Instructions to follow:
From the records below, transcribe exactly the lines that begin at the line with "of the weathered" and end at the line with "the red flower", both included.

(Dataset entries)
────────────────────

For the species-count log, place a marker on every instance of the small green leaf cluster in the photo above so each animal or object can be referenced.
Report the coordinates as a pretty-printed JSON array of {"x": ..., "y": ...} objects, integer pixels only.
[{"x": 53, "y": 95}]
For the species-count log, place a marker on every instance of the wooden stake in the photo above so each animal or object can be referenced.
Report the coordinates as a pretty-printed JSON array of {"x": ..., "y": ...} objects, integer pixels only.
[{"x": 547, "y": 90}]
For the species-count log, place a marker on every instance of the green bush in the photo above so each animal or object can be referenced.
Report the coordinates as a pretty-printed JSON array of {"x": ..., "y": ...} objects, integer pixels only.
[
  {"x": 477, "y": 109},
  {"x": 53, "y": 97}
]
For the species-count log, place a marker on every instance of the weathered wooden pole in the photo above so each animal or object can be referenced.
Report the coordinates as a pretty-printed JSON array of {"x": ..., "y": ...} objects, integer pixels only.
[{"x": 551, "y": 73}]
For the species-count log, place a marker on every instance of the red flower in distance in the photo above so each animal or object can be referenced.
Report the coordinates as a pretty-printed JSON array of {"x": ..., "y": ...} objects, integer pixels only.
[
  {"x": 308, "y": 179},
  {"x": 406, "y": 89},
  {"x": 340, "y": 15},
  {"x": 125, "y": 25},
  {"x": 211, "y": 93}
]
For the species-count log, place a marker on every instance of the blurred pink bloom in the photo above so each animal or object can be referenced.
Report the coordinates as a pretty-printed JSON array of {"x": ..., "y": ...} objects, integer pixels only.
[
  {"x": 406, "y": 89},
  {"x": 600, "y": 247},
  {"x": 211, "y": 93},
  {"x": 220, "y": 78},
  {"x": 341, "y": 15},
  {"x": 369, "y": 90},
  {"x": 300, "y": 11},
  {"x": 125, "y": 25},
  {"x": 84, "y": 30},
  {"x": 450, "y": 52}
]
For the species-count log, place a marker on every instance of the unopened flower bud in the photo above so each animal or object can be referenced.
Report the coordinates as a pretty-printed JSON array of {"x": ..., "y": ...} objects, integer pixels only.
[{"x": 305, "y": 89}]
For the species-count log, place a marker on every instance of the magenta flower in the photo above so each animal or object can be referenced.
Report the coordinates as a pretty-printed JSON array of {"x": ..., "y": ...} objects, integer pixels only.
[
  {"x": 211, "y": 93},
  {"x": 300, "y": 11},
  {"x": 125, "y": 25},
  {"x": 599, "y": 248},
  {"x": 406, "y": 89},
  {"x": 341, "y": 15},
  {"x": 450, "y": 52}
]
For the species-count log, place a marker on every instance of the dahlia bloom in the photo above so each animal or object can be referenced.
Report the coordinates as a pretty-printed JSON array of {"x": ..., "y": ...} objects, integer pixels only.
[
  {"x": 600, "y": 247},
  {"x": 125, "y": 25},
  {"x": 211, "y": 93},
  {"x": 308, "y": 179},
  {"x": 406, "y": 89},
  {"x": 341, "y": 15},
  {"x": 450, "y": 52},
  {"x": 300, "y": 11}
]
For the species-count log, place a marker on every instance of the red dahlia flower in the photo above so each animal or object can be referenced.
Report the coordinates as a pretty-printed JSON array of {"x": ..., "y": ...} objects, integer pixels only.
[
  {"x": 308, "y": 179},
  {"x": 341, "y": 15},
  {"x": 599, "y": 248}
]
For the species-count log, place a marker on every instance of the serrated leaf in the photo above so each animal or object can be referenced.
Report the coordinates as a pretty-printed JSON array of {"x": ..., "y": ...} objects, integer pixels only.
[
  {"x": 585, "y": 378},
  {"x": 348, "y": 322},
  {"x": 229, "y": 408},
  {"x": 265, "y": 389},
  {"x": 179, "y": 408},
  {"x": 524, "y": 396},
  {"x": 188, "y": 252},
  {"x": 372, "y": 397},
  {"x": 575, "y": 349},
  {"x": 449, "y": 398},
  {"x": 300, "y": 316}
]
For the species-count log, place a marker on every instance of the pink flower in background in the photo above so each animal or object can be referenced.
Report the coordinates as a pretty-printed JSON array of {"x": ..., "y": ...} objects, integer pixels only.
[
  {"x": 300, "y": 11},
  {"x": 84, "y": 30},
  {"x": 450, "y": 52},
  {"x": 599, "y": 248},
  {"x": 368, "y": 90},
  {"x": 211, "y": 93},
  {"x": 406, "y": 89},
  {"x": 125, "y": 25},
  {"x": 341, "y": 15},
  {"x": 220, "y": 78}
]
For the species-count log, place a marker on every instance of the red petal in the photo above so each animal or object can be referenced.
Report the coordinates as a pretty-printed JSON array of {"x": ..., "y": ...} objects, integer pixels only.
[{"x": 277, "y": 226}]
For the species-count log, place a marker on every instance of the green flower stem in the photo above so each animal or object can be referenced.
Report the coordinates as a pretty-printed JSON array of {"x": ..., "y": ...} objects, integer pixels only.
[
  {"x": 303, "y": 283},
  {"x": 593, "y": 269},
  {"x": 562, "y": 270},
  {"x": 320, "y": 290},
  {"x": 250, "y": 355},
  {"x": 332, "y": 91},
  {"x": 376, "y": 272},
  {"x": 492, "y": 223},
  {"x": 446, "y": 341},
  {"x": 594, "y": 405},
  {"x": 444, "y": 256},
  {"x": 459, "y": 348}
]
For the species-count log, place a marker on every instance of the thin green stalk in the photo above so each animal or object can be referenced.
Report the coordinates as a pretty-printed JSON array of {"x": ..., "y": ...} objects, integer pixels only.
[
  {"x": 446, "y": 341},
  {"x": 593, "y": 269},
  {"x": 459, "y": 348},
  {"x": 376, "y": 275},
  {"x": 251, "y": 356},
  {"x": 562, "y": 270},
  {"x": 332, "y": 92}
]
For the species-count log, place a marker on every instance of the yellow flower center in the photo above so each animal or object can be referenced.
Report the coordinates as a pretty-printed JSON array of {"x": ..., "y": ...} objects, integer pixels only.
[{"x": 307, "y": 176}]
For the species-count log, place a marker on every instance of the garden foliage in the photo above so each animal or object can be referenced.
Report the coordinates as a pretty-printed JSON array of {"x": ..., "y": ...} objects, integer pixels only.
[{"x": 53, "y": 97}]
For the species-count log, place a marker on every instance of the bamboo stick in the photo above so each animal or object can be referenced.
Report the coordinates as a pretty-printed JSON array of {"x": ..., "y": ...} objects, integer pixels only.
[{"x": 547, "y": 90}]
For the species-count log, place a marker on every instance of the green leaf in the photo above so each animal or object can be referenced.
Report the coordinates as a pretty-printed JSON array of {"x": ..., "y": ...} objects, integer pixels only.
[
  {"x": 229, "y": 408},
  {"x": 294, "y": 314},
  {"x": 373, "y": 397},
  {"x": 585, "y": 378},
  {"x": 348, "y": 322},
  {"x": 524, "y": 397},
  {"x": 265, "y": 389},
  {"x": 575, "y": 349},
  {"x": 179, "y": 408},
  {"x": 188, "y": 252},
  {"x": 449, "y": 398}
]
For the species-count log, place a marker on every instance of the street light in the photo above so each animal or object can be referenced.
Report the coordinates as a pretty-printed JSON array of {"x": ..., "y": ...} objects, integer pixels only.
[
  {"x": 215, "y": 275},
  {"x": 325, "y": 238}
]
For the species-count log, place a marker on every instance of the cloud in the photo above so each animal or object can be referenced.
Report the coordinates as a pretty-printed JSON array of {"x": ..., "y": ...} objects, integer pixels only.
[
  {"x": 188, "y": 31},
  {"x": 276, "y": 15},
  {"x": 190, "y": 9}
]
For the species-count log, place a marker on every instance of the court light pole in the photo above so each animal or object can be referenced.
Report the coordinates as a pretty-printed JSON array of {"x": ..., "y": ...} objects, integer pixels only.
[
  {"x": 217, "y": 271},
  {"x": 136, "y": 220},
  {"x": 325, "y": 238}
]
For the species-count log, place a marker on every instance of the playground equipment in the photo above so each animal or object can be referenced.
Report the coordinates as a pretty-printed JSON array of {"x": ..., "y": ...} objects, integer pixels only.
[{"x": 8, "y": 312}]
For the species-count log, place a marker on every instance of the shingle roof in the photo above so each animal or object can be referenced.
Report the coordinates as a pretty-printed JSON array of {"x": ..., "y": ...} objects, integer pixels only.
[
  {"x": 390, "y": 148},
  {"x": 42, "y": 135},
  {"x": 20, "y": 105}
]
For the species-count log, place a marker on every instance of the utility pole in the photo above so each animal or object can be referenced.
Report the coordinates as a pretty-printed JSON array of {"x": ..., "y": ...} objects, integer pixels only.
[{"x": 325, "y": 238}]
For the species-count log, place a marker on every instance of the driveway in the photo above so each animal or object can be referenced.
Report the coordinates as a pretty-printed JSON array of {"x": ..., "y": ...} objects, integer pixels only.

────────────────────

Answer box:
For the species-count log, place a marker on every instance of the weathered wooden pole in the photo above so each animal or object can be referenced.
Report the coordinates as a pretty-printed JSON array of {"x": ..., "y": ...} objects, integer pixels only.
[{"x": 551, "y": 73}]
For the species-count log, place a marker on every instance of the red flower in distance in the photo above so each animal or object can be referenced.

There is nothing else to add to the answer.